Items stored from a collection
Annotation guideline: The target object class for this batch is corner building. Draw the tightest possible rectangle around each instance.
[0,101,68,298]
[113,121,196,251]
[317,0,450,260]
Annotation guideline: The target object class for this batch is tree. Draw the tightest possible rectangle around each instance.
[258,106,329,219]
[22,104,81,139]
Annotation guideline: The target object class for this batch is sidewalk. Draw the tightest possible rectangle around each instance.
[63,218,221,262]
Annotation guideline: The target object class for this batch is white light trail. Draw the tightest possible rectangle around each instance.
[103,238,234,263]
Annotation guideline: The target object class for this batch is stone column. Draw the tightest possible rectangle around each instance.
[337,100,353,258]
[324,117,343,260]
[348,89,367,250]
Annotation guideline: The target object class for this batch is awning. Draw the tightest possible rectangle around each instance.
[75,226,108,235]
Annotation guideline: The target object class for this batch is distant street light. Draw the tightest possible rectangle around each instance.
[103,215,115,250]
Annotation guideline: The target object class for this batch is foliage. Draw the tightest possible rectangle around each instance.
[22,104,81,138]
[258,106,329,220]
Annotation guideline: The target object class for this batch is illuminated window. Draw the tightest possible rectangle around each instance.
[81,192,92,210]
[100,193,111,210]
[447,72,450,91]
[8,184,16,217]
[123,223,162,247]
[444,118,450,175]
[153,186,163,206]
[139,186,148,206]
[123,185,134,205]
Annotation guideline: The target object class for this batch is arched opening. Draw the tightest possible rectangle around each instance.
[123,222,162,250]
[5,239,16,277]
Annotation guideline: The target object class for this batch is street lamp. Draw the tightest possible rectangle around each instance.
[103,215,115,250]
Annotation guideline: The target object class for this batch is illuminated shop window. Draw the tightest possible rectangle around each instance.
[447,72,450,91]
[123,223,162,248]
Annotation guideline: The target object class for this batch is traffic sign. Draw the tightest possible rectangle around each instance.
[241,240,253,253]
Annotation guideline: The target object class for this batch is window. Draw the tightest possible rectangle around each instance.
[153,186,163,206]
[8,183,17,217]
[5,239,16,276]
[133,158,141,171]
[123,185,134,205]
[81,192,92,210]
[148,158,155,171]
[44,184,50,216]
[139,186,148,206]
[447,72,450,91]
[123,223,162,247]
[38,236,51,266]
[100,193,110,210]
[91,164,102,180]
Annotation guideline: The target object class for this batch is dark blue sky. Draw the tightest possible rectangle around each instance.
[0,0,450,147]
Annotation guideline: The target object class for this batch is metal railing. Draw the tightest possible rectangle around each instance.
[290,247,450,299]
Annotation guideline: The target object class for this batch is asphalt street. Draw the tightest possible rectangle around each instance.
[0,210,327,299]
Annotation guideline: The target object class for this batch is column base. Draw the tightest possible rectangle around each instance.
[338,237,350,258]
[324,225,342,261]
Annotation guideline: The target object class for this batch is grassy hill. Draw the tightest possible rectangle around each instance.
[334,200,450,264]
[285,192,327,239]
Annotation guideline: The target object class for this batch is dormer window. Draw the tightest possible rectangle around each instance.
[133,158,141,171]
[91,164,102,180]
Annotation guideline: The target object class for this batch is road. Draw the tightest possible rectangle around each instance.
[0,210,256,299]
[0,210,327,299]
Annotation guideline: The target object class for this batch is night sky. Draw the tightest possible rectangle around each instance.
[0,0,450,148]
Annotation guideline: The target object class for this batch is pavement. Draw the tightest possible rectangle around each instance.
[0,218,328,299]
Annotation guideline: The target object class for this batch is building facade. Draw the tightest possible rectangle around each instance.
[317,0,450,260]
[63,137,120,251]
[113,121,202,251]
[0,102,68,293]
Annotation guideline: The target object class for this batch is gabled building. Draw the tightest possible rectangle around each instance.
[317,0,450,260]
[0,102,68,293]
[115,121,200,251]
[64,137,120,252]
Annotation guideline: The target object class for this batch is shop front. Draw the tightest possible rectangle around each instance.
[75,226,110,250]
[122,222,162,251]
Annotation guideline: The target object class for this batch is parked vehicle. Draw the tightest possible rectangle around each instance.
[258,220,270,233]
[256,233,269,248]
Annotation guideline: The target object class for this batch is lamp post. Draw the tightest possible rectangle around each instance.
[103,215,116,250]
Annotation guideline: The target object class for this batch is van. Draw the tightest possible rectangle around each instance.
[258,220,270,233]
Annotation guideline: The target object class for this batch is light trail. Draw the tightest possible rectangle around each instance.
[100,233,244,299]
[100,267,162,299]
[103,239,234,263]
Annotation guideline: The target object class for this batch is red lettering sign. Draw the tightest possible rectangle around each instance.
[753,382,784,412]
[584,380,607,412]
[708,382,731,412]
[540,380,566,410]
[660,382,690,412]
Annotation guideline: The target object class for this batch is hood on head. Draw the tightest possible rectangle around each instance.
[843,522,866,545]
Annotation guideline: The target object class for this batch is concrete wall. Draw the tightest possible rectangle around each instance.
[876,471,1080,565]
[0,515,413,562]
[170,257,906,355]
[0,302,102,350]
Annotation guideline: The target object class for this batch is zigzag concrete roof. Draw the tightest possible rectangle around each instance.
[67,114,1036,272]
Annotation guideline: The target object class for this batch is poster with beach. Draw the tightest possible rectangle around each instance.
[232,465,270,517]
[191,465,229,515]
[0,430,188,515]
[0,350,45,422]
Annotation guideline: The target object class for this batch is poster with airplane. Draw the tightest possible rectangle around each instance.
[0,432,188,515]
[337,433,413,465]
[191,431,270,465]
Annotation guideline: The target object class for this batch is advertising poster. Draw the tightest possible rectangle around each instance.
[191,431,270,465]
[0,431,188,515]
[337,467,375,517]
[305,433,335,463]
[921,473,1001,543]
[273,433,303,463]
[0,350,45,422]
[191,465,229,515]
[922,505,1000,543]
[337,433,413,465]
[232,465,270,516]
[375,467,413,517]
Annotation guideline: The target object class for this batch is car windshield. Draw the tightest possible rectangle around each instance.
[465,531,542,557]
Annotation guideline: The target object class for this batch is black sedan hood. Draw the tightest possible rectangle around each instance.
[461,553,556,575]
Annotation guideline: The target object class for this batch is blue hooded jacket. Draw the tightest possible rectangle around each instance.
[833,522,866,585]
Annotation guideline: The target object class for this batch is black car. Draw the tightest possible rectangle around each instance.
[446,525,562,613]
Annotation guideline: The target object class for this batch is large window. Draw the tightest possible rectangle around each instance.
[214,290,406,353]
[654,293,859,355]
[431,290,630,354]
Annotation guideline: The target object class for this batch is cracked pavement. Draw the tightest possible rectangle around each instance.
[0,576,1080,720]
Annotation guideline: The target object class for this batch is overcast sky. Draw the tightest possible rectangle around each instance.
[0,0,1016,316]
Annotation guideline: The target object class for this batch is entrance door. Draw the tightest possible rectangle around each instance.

> [WHAT IS ASKED]:
Could you express the lines from the one containing "batch is night" to the one containing "[122,222,162,251]" as a JSON list of strings, one string per line and no blank lines?

> [EXERCISE RESPONSE]:
[
  "Annotation guideline: The target object class for this batch is night sky. Draw the tightest possible rectangle around each instance.",
  "[0,0,450,148]",
  "Annotation guideline: The target object class for this batch is pavement. Draw the tightest possible rectangle around each instance.",
  "[0,218,328,299]",
  "Annotation guideline: The target object class for this batch is building facade. Draw the tightest possible rectangle around each instance.",
  "[317,0,450,260]",
  "[63,137,120,251]",
  "[113,121,202,251]",
  "[0,102,68,293]",
  "Annotation guideline: The target object class for this batch is gabled building. Draw the tightest possible rectangle around each instance.",
  "[317,0,450,260]",
  "[0,102,68,293]",
  "[115,121,200,251]",
  "[64,137,120,252]",
  "Annotation guideline: The target object class for this batch is shop front. Draw the tightest possible rectangle around each instance.",
  "[75,226,110,250]",
  "[122,222,162,251]"
]